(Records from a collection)
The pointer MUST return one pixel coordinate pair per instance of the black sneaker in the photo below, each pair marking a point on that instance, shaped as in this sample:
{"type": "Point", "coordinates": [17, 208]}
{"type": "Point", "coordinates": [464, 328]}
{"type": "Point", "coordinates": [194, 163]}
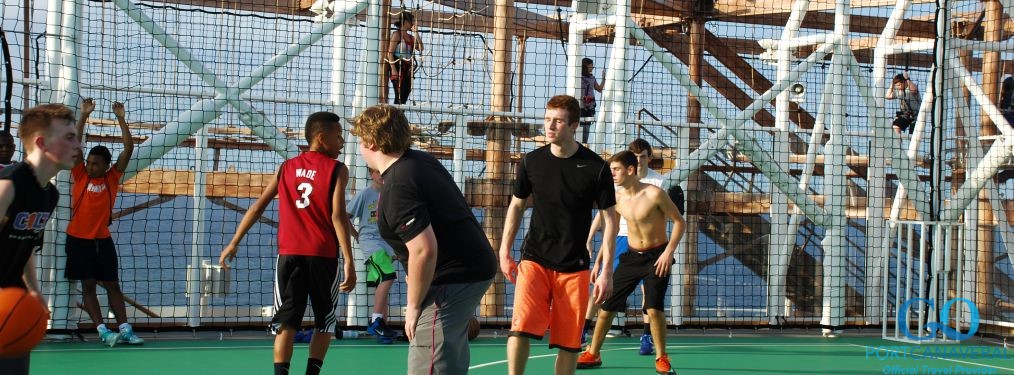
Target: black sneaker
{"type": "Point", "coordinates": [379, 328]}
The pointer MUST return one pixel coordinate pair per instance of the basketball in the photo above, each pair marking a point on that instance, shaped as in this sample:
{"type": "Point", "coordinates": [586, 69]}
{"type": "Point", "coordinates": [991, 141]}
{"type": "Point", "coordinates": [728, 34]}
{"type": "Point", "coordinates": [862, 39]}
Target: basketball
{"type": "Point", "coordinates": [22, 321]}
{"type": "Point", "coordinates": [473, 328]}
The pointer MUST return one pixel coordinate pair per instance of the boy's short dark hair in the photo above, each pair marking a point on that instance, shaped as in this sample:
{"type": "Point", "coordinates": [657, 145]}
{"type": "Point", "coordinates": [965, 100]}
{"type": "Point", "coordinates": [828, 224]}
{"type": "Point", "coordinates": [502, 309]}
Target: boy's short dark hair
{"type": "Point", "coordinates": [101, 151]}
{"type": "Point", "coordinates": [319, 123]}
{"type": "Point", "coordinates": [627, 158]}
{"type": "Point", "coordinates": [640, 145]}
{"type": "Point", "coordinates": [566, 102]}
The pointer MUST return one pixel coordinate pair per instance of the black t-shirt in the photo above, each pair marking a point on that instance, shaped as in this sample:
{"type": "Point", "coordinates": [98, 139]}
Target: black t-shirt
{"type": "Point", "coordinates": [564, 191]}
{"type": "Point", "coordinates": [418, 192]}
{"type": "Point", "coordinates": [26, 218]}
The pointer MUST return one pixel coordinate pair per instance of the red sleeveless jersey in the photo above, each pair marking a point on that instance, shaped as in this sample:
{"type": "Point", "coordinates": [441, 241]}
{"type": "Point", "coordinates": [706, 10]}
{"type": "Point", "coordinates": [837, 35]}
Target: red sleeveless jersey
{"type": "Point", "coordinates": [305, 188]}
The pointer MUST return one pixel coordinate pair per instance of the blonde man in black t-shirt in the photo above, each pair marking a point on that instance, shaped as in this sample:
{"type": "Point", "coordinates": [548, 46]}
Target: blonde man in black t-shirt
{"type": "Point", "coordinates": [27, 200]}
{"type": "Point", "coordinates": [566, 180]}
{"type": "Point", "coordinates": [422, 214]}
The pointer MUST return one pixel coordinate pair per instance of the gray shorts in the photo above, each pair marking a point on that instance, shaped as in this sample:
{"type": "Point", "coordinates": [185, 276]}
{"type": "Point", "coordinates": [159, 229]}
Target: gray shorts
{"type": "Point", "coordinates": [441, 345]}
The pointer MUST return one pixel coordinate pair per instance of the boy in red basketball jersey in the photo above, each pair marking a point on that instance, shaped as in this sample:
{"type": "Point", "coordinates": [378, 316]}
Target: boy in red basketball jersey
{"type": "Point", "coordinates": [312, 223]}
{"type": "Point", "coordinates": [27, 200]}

EXERCISE GOAL:
Repeat each entry above word for word, leaving every picture out.

TASK RESULT:
The pointer MUST return one pixel coordinate pair per instance of the black sneaker in the photo below, each pair marking a point on that instance, shaped as in this sample:
{"type": "Point", "coordinates": [17, 208]}
{"type": "Point", "coordinates": [464, 328]}
{"type": "Point", "coordinates": [194, 163]}
Target: black sneaker
{"type": "Point", "coordinates": [379, 328]}
The pointer MUST return one pixel coordinate pair per instance of the basketball in the photo above, each pair marking a point on that instance, shaped as in this sample:
{"type": "Point", "coordinates": [586, 69]}
{"type": "Point", "coordinates": [991, 141]}
{"type": "Point", "coordinates": [728, 34]}
{"type": "Point", "coordinates": [862, 39]}
Target: basketball
{"type": "Point", "coordinates": [22, 321]}
{"type": "Point", "coordinates": [473, 328]}
The pointer MUST return one pixel coordinate pair per instance of the boy's short dark hair in the photo above, each pair marking a point on that instance, shaped as in this sample:
{"type": "Point", "coordinates": [657, 145]}
{"type": "Point", "coordinates": [965, 100]}
{"type": "Point", "coordinates": [828, 224]}
{"type": "Point", "coordinates": [502, 309]}
Target: boy's short dark hair
{"type": "Point", "coordinates": [101, 151]}
{"type": "Point", "coordinates": [319, 123]}
{"type": "Point", "coordinates": [627, 158]}
{"type": "Point", "coordinates": [640, 145]}
{"type": "Point", "coordinates": [566, 102]}
The pointer MUST return one pixel coordinate pair per instance of the black t-shirt in the photo above, each pair marking a point on that instance, shaped as in this sample:
{"type": "Point", "coordinates": [98, 139]}
Target: black t-shirt
{"type": "Point", "coordinates": [564, 191]}
{"type": "Point", "coordinates": [418, 192]}
{"type": "Point", "coordinates": [26, 218]}
The pointer MUST return one pixel coordinate pair per instance of the red sleeveless jersey in the photo above, each pair marking a point on that instance, shaped as in this sample:
{"type": "Point", "coordinates": [441, 241]}
{"type": "Point", "coordinates": [706, 10]}
{"type": "Point", "coordinates": [837, 35]}
Target: red sleeveless jersey
{"type": "Point", "coordinates": [305, 188]}
The pointer MUST return one pixel coordinate pair per instance of the blonde man in black t-shirt in the photo above, each pair marking a point on that instance, shaped as in this sample:
{"type": "Point", "coordinates": [548, 46]}
Target: blonde man in black t-shirt
{"type": "Point", "coordinates": [27, 200]}
{"type": "Point", "coordinates": [566, 180]}
{"type": "Point", "coordinates": [422, 214]}
The pointer MUST return one pixel coordinate pair per instance of the gray shorts in the photo above, each pair marking a point on that instance, shaped as in this sample:
{"type": "Point", "coordinates": [185, 276]}
{"type": "Point", "coordinates": [159, 229]}
Target: gray shorts
{"type": "Point", "coordinates": [441, 345]}
The pointer MUST return one pixel coordinate pair per instance of the boy in red basketball jersey in the photo above, each pair marking a point on that instance, shaped as in this sample:
{"type": "Point", "coordinates": [378, 316]}
Target: boy in red basketball jersey
{"type": "Point", "coordinates": [312, 223]}
{"type": "Point", "coordinates": [27, 200]}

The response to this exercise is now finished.